== EXERCISE ==
Update the stretch from "Author information" through "Espalda (REIDE), España." in the lumbar spine text below, putting "Scientific Department" in place of "Departamento Científico".

== PAGE EXTRACT ==
Degenerative disease of the lumbar spine.

[Article in English, Spanish]

Author information

1
Departamento Científico, Fundación Kovacs, Palma de Mallorca, España; Red Española de Investigadores en Dolencias de la Espalda (REIDE), España.
2
Red Española de Investigadores en Dolencias de la Espalda (REIDE), España; Servicio de Radiología, Fundación IVO, Valencia, España. Electronic address: aranae@uv.es.

Abstract

In the last 25 years, scientific research has brought about drastic changes in the concept of low back pain and its management. Most imaging findings, including degenerative changes, reflect anatomic peculiarities or the normal aging process and turn out to be clinically irrelevant; imaging tests have proven useful only when systemic disease is suspected or when surgery is indicated for persistent spinal cord or nerve root compression. The radiologic report should indicate the key points of nerve compression, bypassing inconsequential findings. Many treatments have proven inefficacious, and some have proven counterproductive, but they continue to be prescribed because patients want them and there are financial incentives for doing them. Following the guidelines that have proven effective for clinical management improves clinical outcomes, reduces iatrogenic complications, and decreases unjustified and wasteful healthcare expenditures.

== DATA TO EXAMINE ==
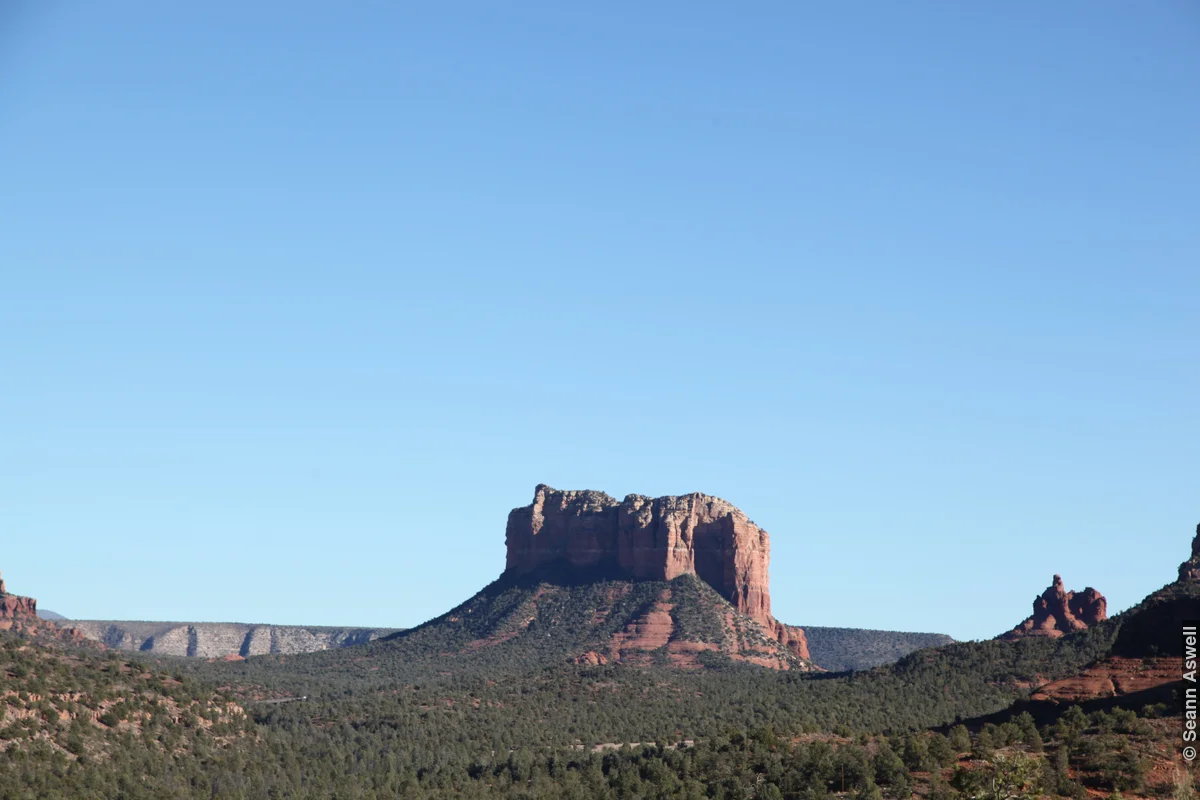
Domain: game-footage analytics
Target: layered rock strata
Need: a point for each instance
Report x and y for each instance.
(654, 539)
(220, 639)
(15, 607)
(1057, 612)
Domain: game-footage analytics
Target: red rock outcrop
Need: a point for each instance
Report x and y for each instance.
(1189, 571)
(15, 607)
(657, 539)
(1057, 612)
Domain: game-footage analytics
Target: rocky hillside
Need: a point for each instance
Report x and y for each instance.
(540, 619)
(222, 639)
(651, 539)
(61, 707)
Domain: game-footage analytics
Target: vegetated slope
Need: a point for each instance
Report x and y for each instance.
(840, 649)
(93, 723)
(219, 639)
(550, 617)
(508, 666)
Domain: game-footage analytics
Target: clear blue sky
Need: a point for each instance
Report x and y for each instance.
(300, 299)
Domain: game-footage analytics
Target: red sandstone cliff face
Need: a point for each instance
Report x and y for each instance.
(15, 606)
(17, 612)
(1189, 571)
(1057, 612)
(657, 539)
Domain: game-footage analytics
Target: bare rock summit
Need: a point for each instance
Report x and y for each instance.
(1057, 612)
(653, 539)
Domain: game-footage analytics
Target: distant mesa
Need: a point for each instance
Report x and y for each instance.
(16, 609)
(1057, 612)
(651, 539)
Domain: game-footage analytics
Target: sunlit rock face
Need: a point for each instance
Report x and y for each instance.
(1057, 612)
(654, 539)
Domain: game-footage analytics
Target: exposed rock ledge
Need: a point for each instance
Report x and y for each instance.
(1057, 612)
(221, 639)
(655, 539)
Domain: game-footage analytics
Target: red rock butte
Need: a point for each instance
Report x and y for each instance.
(653, 539)
(1057, 612)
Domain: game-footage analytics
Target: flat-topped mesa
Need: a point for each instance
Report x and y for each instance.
(15, 607)
(655, 539)
(1057, 612)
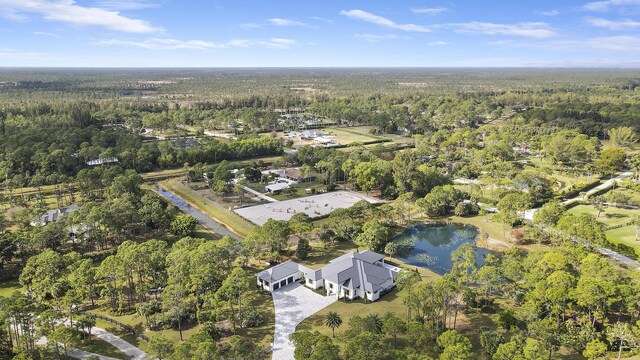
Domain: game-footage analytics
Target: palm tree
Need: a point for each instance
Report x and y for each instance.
(332, 320)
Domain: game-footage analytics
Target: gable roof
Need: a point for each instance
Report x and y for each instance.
(279, 272)
(356, 270)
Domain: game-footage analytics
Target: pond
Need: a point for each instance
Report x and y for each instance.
(430, 245)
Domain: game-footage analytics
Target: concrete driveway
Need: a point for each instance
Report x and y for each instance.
(293, 304)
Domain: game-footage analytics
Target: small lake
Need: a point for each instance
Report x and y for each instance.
(430, 245)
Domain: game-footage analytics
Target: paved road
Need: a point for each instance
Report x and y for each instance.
(528, 214)
(259, 194)
(133, 352)
(204, 219)
(75, 353)
(293, 304)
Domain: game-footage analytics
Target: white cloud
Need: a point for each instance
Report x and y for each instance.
(43, 33)
(285, 22)
(615, 43)
(527, 29)
(317, 18)
(624, 24)
(377, 38)
(69, 12)
(553, 12)
(430, 11)
(249, 26)
(381, 21)
(608, 4)
(173, 44)
(123, 5)
(163, 44)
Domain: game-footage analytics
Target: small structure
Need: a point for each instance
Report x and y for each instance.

== RESPONSE ==
Author information

1
Scientific Department, Fundación Kovacs, Palma de Mallorca, España; Red Española de Investigadores en Dolencias de la Espalda (REIDE), España.